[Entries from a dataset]
######

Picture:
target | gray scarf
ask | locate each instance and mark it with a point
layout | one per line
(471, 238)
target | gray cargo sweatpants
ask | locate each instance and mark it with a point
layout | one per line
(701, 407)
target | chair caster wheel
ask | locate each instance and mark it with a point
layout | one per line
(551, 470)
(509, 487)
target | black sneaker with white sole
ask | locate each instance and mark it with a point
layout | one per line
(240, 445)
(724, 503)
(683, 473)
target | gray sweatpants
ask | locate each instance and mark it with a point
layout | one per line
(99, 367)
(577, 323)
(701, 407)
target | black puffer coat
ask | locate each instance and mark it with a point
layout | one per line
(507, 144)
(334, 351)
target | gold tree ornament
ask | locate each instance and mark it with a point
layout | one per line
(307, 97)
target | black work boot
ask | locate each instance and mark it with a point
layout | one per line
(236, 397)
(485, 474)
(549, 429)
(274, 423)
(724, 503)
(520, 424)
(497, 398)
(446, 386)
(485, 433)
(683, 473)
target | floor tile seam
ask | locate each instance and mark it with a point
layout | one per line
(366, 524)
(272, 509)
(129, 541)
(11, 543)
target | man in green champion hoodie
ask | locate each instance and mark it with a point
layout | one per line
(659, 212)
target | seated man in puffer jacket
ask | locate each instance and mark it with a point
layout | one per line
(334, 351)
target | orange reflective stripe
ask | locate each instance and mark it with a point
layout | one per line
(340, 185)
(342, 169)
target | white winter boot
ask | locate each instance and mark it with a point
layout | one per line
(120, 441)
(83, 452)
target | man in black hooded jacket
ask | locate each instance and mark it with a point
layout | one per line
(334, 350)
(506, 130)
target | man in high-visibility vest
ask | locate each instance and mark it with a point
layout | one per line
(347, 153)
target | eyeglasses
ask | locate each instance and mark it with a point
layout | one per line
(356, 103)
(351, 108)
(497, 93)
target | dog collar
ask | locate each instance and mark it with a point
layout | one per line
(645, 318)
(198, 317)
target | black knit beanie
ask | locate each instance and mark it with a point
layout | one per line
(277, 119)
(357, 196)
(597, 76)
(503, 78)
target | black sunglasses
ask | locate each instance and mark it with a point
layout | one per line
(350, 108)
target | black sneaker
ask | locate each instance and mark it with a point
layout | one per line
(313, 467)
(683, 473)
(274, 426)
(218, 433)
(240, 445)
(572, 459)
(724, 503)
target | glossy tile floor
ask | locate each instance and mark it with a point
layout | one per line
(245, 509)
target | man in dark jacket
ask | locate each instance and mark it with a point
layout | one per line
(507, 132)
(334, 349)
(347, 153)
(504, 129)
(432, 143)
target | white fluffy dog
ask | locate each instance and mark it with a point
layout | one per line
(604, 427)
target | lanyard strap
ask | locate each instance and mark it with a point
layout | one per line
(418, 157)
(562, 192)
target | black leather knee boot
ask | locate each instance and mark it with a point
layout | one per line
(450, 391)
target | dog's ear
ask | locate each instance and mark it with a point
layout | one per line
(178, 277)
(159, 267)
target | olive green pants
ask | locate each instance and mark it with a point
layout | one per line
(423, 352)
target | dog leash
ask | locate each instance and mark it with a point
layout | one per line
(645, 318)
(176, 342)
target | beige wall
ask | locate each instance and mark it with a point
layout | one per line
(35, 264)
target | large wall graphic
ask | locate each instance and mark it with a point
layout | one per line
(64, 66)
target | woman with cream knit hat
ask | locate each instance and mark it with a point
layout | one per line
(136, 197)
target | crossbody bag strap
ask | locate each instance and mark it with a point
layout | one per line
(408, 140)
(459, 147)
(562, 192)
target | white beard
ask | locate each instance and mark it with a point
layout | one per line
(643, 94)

######

## PROBLEM REQUIREMENTS
Reproduce all of the lines above verbatim.

## FINISHED TASK
Picture:
target | gray scarf
ask | locate each instance and mark it with a point
layout | one per line
(471, 238)
target | gray cargo sweatpants
ask | locate each instance and mark it with a point
layout | one per line
(701, 407)
target | chair caster wheel
ask | locate each instance and mark it with a point
layout | one per line
(551, 470)
(509, 487)
target | black sneaker with white sole
ask | locate each instance and mark it with a point
layout | one per line
(240, 445)
(724, 503)
(683, 473)
target | gray sweatpants
ask | locate each instance and mark it with a point
layout | one per line
(99, 367)
(577, 323)
(701, 407)
target | black puffer coat
ask | locate each instance and mark it with a point
layout | one per line
(507, 144)
(334, 351)
target | gold tree ornament
ask | locate each instance and mark it with a point
layout | one per line
(307, 97)
target | black work boot
ask | locate each instance and mark it with a point
layout | one per line
(236, 397)
(485, 474)
(549, 429)
(274, 423)
(724, 503)
(520, 424)
(497, 398)
(446, 386)
(485, 433)
(683, 473)
target | floor tile seam
ask | locate each instance and mark it with a point
layout | one per line
(366, 524)
(272, 509)
(129, 541)
(11, 543)
target | man in green champion hoodie
ask | locate each instance and mark it with a point
layout | one per line
(659, 212)
target | seated man in puffer jacket
ask | locate each instance and mark it with a point
layout | one per line
(334, 351)
target | orange reflective stripe
ask | locate each instance and mark it with a point
layout | one per line
(340, 185)
(342, 169)
target | white winter boot
ask | locate each instance and mark it with a point
layout | one per line
(120, 441)
(83, 452)
target | man in black hooded jacket
ask | locate each instance and mark it with a point
layout | one per line
(334, 350)
(506, 130)
target | man in high-visibility vest
ask | locate each instance and mark it with a point
layout | one per line
(347, 153)
target | eyeglasses
ask | locate each instance and mark it with a point
layout | one per line
(356, 103)
(351, 108)
(497, 93)
target | dog collar
ask | locate each instance and mark it with a point
layout | one per line
(645, 318)
(198, 317)
target | black knit beanie
ask | locate each instance and mark it with a point
layout | one per line
(277, 119)
(357, 196)
(597, 76)
(503, 78)
target | black sunglasses
ask | locate each instance and mark it with a point
layout | one per line
(350, 108)
target | black sneaker
ask | locate each instance and mark it with a point
layout | one per line
(313, 467)
(683, 473)
(274, 426)
(218, 433)
(240, 445)
(572, 459)
(724, 503)
target | glossy tile floor
ask | locate each instance and mark it with a point
layout | one per line
(245, 509)
target | man in dark jacket
ask | locate each instance and mark it with a point
layout | one per line
(507, 132)
(334, 349)
(347, 153)
(504, 129)
(432, 143)
target | white fluffy dog
ask | locate each instance and mark it with a point
layout | one per line
(604, 427)
target | lanyard strap
ask | locate each instance and mark it with a point
layout | one per line
(418, 157)
(562, 192)
target | black leather knee boot
ask | locate each instance and mark it with a point
layout | one per line
(450, 391)
target | dog's ear
ask | locate each instance and mark it with a point
layout | one per line
(178, 277)
(159, 267)
target | olive green pants
ask | locate each instance and mark it with a point
layout | one per line
(423, 352)
target | dog leash
ask | locate each instance and mark it with a point
layout | one per line
(645, 318)
(176, 342)
target | beige wall
ask | locate each instance and mark it with a point
layout | one per line
(35, 264)
target | large wall graphic
ask | locate each instance and mark it with a point
layout | one per line
(64, 66)
target | woman with cream knit hat
ask | locate each instance and mark it with a point
layout | one per line
(136, 197)
target | crossbody bag strap
ask | locate each instance and mark it with a point
layout | one per line
(408, 140)
(459, 147)
(562, 192)
target | white beard
ask | locate each instance and mark it with a point
layout | one per line
(643, 94)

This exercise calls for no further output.